◆ **ABOUT THIS EXERCISE**:
In the forum thread below, rewrite more briefly the paragraph beginning "He happened to be home for an extra year," keeping its main facts.

◆ **SOURCE DOCUMENT**:
• • • • •

These modern schools are retarded. I turned five in November and I still got in. My cousin turned five in December and it pretty much ruined his life.


IF YOU HAVE TWO FIRLES THOROWNF MONEY ART SUOCIDE GIRLS STRIPPER HPW CAN YPUS :OSE?!?!?!?(elcevisides).

[ Parent ]
ruined his life? by MM (2.00 / 0) #8 Mon Aug 28, 2006 at 09:37:47 AM EST
Did he join a gang in his lack-of-school boredom and get thrown in jail on drug charges?

[ Parent ]
No by debacle (2.00 / 0) #13 Mon Aug 28, 2006 at 10:43:17 AM EST
He happened to be home for an extra year while all of his friends had graduated and went to school. His mother went batshit insane, and he had no one to turn to so he decided to go batshit insane, too.

IF YOU HAVE TWO FIRLES THOROWNF MONEY ART SUOCIDE GIRLS STRIPPER HPW CAN YPUS :OSE?!?!?!?(elcevisides).

[ Parent ]
Yeah I'd by Pasofol (2.00 / 0) #18 Mon Aug 28, 2006 at 06:56:25 PM EST
put that under the ruined life category.

[ Parent ]
private school for a year by garlic (2.00 / 0) #11 Mon Aug 28, 2006 at 09:53:28 AM EST
is an excellent idea, as long as you can afford it. Hell, if you can afford it, it may be a good idea for 8 or 9 years.


[ Parent ]
The problem is by debacle (2.00 / 0) #14 Mon Aug 28, 2006 at 10:44:06 AM EST
Unless you're getting into a Montessori school or something, your kid is going to be learning how to be a good catholic, whether he likes it or not.

IF YOU HAVE TWO FIRLES THOROWNF MONEY ART SUOCIDE GIRLS STRIPPER HPW CAN YPUS :OSE?!?!?!?(elcevisides).

[ Parent ]
I find, by garlic (2.00 / 0) #15 Mon Aug 28, 2006 at 11:14:19 AM EST
that good catholics grow up to be non-practicing catholics. I think if the religious can send their kids to public schools and still keep their kids believing in creationism, the atheist can probably send their kids to christian schools and have them still not believe in God.


[ Parent ]
No one I went to school with by debacle (2.00 / 0) #16 Mon Aug 28, 2006 at 11:20:28 AM EST
Believed in creationism.

You might say "Well how can you know that?" But I do. We had a wacky biology teacher who taught creationism before the unit on evolution.

I've never seen a grown man bitch-slapped by an administration so hard. There were assemblies, 'support groups,' and pamphlets. The guy still teaches science but he hasn't been near a biology class in six years.

• • • • •

[Records from a collection]
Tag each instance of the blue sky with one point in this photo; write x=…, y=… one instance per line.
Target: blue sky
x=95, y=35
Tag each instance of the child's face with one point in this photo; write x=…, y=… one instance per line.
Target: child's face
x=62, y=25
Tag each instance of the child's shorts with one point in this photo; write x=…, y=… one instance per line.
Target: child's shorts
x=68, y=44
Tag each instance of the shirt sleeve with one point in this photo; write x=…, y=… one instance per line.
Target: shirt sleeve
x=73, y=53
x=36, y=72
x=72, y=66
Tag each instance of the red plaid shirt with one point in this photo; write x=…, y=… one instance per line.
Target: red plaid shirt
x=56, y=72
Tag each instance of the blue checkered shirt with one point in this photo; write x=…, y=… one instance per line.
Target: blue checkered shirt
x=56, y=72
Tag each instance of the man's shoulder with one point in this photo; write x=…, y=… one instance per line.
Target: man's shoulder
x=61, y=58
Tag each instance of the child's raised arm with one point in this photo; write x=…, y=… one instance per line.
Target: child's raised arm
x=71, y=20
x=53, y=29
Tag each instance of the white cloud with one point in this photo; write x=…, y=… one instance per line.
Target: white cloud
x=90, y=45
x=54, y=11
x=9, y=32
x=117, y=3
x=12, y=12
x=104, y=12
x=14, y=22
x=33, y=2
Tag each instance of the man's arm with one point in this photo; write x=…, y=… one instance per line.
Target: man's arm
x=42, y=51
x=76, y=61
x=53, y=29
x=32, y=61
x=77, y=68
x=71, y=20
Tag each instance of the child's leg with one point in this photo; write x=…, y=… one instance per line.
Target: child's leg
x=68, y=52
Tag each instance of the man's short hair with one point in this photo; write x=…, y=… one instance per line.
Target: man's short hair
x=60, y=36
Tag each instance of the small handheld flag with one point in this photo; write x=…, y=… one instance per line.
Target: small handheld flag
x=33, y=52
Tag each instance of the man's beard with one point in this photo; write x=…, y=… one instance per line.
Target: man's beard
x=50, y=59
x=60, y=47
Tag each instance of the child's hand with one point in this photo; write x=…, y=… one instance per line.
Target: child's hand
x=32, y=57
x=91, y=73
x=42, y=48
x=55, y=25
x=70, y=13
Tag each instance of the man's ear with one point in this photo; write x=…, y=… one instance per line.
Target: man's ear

• • • • •

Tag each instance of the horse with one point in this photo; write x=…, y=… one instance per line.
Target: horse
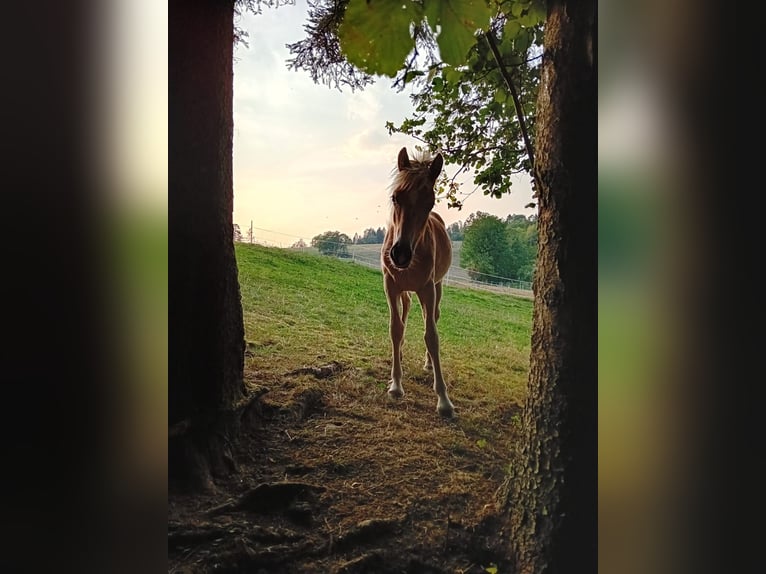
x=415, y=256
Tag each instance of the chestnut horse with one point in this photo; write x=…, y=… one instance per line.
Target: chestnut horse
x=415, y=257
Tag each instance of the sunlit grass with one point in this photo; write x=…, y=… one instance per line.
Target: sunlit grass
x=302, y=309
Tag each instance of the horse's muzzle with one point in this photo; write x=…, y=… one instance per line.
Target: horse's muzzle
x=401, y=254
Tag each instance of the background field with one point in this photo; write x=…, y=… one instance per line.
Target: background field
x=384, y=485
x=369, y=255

• • • • •

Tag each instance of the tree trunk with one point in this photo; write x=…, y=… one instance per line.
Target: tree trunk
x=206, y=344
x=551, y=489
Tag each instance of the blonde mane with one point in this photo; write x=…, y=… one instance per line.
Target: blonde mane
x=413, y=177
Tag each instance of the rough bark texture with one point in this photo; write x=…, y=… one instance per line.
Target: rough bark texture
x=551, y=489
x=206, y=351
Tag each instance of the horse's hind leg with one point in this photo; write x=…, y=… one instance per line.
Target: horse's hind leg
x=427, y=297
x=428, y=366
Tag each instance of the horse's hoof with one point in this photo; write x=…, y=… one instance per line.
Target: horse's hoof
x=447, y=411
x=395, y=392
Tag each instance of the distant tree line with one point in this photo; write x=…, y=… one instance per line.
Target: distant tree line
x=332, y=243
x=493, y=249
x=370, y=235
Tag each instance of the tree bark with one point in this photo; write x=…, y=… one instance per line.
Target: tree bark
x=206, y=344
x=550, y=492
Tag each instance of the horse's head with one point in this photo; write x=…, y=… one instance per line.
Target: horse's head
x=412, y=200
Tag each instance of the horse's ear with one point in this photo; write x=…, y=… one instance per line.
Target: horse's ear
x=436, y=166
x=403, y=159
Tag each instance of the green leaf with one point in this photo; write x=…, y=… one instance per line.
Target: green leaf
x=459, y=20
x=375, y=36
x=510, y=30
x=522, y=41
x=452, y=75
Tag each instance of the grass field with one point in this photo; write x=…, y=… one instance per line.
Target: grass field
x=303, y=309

• • • • •

◆ **OUTPUT FOR THIS EXERCISE**:
He spent an extra year at home after all his friends had graduated and gone to school. His mother went insane, and with no one to turn to, he did too.